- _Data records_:

:::::

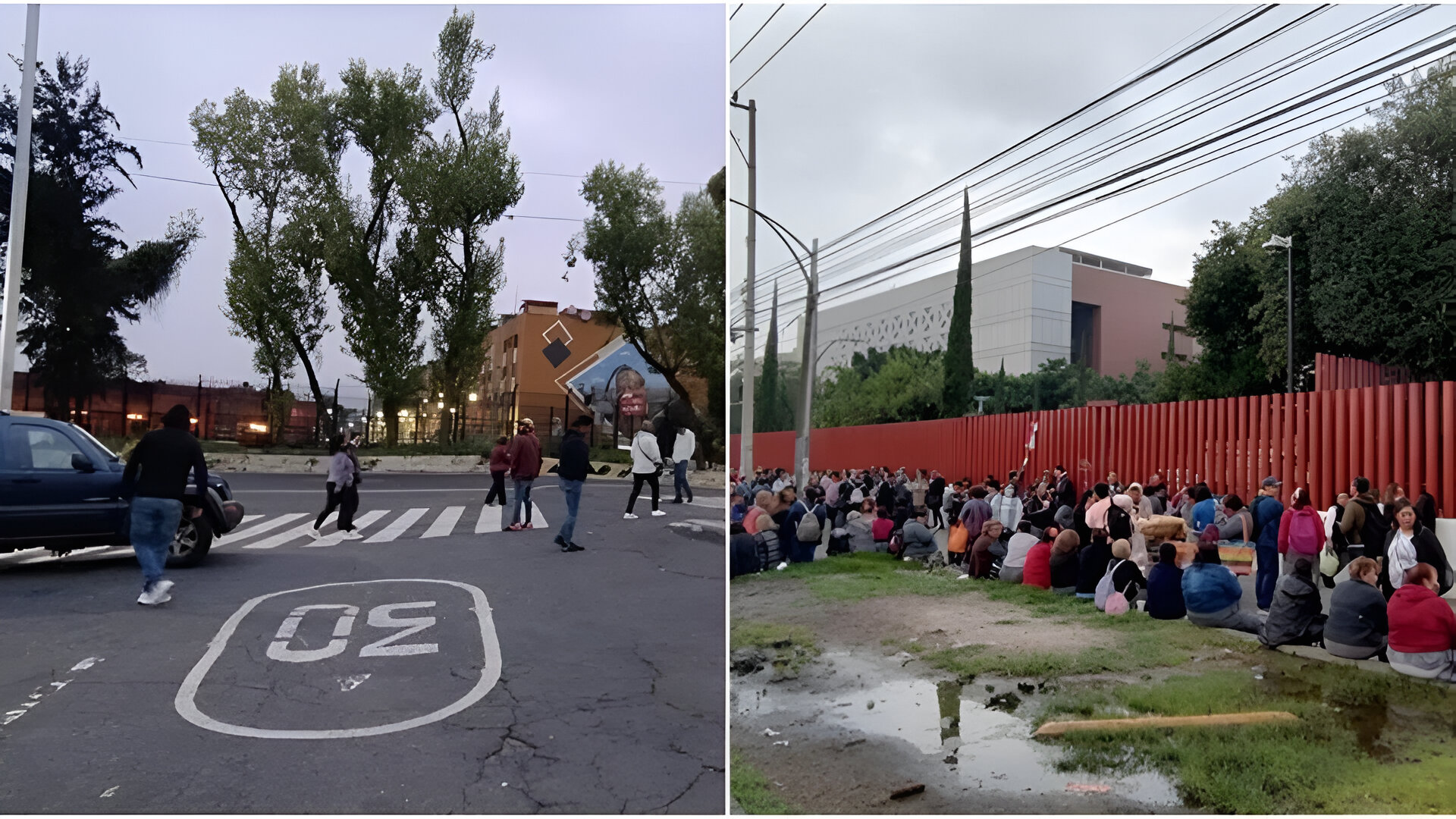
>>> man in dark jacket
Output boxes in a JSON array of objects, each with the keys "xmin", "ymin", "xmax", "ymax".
[
  {"xmin": 121, "ymin": 403, "xmax": 207, "ymax": 606},
  {"xmin": 556, "ymin": 416, "xmax": 592, "ymax": 552},
  {"xmin": 1249, "ymin": 475, "xmax": 1284, "ymax": 612}
]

:::::

- _The problem_: Rewrite the text lines of the entries above with "jacket" swapped for "coat" and everything else unchanged, omitting the pictures.

- _Solution for this exercise_:
>>> man in dark coat
Output boxes in a JSON array of objects, each with the keys "xmin", "ymin", "xmax", "ymax".
[
  {"xmin": 121, "ymin": 403, "xmax": 207, "ymax": 606},
  {"xmin": 556, "ymin": 416, "xmax": 592, "ymax": 552},
  {"xmin": 1249, "ymin": 475, "xmax": 1284, "ymax": 612}
]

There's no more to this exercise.